Kaynak Metin:
━━━━━━━━━━━━━━━━━━━━━━━━━━━━━━
Aksi takdirde kurulacak ailelerde kaide nasip değil, nakit olur. Eskiden evlilik işlerinde “nasip” kavramı kullanılırken, şimdi dile getirilmese de “nakit” ön plana çıkarak birinci kıstas durumuna gelmiş. Bunun sebebi incelenmeli çözümler bulunmalı. Nasıl oldu da bir toplum evlilikte ahlaklısını, edeplisini bulmak için uğraşırken, şimdi zenginini, güzelini bulma gafleti içine düştü?
Ben burada medyanın büyük etkisi üzerinde durmak istiyorum. Medyanın temelde üç tane görevi vardır. Bilgilendirme, yönlendirme ve eğlendirme. Eğlendirme işlevini yerine getirirken toplumun değer yargılarını koruyan en azından saygı gösteren bir medya ideal olandır. Ama bizdeki medyaya baktığımızda Batı’yı bile aşan bir vurdumduymazlık içerisinde.
━━━━━━━━━━━━━━━━━━━━━━━━━━━━━━
Hedefler:
1. Evlilik ve medya üzerine metne göre medyanın temelde üç görevi nedir?
2. Evlilik ve medya üzerine metni son cümlesinin ardından sürdürün.
━━━━━━━━━━━━━━━━━━━━━━━━━━━━━━
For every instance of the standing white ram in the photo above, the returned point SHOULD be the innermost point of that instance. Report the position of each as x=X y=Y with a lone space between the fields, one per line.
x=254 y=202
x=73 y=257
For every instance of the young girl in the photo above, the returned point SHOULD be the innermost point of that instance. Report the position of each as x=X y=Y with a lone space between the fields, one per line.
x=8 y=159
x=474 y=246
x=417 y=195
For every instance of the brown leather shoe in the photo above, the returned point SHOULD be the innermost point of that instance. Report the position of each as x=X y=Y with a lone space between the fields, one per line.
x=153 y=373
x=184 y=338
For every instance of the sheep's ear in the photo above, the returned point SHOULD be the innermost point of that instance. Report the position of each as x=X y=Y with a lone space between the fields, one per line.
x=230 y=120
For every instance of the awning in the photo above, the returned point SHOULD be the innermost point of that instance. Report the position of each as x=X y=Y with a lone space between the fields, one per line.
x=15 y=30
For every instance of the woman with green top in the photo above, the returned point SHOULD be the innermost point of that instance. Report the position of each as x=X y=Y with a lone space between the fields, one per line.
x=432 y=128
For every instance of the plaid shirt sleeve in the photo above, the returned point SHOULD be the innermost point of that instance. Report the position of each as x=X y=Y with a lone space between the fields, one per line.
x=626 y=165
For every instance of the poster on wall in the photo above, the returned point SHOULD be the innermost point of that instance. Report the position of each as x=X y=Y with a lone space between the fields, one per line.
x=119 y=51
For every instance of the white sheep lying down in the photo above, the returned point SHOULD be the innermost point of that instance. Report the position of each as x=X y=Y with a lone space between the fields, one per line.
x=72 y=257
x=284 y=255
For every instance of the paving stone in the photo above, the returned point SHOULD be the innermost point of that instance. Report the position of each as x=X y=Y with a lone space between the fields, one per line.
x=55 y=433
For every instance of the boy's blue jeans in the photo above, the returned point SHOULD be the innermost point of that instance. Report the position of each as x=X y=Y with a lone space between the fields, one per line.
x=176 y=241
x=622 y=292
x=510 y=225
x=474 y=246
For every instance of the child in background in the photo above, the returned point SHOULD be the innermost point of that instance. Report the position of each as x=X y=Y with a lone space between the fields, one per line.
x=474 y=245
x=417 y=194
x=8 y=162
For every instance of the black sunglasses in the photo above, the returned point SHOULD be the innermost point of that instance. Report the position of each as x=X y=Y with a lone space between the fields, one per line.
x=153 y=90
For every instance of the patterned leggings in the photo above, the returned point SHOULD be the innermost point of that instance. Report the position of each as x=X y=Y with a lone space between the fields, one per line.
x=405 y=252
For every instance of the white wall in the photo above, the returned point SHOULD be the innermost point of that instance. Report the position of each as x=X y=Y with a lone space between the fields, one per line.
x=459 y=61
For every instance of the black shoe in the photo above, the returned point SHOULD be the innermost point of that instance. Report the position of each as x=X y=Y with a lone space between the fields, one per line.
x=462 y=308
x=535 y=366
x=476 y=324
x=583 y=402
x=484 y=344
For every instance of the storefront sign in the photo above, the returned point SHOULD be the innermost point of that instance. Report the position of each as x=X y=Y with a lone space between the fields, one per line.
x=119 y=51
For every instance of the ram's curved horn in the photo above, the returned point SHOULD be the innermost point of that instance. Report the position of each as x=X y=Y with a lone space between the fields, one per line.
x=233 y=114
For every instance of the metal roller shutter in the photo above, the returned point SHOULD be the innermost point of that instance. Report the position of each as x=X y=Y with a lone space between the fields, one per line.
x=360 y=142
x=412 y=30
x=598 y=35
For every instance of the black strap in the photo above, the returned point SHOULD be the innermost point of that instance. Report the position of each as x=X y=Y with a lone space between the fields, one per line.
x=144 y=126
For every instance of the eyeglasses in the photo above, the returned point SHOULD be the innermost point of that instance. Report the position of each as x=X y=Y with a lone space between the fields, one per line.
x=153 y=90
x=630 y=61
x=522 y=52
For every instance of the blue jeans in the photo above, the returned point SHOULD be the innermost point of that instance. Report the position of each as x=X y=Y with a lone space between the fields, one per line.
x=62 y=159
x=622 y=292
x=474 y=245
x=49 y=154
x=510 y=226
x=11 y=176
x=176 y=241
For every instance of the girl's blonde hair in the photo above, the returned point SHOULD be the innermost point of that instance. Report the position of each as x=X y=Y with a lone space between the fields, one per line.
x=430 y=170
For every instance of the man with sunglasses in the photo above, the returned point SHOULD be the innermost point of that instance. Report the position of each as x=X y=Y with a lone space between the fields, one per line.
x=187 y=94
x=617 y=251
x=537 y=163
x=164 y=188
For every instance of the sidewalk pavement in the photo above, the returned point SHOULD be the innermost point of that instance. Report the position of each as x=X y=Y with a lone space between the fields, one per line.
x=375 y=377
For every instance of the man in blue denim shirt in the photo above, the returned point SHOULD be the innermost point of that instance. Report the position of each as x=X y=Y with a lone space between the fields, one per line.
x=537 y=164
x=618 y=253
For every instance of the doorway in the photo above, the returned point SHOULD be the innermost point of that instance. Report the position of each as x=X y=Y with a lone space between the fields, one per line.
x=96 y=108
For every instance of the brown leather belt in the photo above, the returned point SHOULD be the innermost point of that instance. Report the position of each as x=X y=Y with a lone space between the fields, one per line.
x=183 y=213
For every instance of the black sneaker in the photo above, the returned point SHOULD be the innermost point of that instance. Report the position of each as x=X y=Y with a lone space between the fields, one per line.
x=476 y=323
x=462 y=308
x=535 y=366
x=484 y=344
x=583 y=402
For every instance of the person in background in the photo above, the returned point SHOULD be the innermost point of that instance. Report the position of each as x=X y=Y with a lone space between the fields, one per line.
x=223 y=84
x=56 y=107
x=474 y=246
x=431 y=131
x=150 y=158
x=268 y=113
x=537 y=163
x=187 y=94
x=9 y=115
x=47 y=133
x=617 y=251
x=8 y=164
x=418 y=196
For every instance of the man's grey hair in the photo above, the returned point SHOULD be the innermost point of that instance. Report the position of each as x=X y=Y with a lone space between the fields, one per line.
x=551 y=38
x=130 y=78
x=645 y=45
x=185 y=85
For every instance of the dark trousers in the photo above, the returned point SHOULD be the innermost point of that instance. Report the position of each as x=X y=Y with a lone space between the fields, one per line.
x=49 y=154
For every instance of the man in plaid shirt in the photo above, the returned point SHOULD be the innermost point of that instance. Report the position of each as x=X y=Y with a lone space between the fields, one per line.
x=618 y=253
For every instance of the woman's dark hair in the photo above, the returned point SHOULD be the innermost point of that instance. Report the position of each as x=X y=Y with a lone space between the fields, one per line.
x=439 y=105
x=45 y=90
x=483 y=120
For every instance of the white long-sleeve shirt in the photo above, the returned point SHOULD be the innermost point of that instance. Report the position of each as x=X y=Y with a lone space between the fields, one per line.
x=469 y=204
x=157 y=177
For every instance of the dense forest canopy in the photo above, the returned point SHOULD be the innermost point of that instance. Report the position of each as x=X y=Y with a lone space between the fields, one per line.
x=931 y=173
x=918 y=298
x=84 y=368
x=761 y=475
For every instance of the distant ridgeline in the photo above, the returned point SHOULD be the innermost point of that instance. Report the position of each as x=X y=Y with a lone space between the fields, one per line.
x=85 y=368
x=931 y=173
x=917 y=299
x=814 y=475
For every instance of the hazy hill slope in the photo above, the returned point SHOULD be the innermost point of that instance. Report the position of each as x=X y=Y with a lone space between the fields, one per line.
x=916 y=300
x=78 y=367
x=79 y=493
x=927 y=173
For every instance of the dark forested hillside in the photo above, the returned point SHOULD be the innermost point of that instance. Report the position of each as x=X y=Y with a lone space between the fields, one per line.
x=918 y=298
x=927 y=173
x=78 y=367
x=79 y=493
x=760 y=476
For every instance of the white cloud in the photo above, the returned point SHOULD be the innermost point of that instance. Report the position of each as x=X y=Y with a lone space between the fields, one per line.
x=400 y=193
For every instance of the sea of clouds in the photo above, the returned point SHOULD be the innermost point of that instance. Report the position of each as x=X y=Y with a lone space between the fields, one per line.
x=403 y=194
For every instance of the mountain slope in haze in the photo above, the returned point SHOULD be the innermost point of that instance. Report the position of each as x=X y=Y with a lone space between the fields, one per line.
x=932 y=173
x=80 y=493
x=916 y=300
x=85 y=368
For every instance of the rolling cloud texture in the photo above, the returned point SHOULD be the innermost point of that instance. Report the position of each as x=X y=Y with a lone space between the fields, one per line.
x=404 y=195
━━━━━━━━━━━━━━━━━━━━━━━━━━━━━━
Görev Yanıtları:
1. Bilgilendirme, yönlendirme ve eğlendirme.

2.
Buna örnek olarak en saf duygularla izlediğimiz Kemal Sunal filmlerini örnek olarak verebiliriz. Onun filmlerindeki imam tiplemelerini gözlemlediğimizde karşımıza dalavereci, sahtekar, yalancı veya sapık bir karakter çıkmakta. Bu karakter üzerinden zihinlerdeki din algısı da bozulmakta, dinin gerçek kaynaklarından uzak olan insanlar daha da bozuk bir algıyla dinden uzaklaşıyorlar. Yine son 30 yıl içerisinde Şaban isminin çocuklara verilme oranı önemli derecede düşmüş. Mübarek bir ayın adı olan Şaban, toplumda geri zekalı anlamında kullanılıyor…
Batı’ya ve Amerika’ya baktığımızda ise bunun tam tersi bir manzarayla karşılaşıyoruz. Papaz kılık kıyafetiyle, bulunduğu ortamla çok saygın bir karakter olarak ekranlara çıkıyor.
Bunu yanı sıra Amerikan toplumunda din adamları bizdekinden daha aktifler. Nikahları onlar kıyıyor, herhangi bir boşanma yaşandığında çiftlere onlar moral veriyor.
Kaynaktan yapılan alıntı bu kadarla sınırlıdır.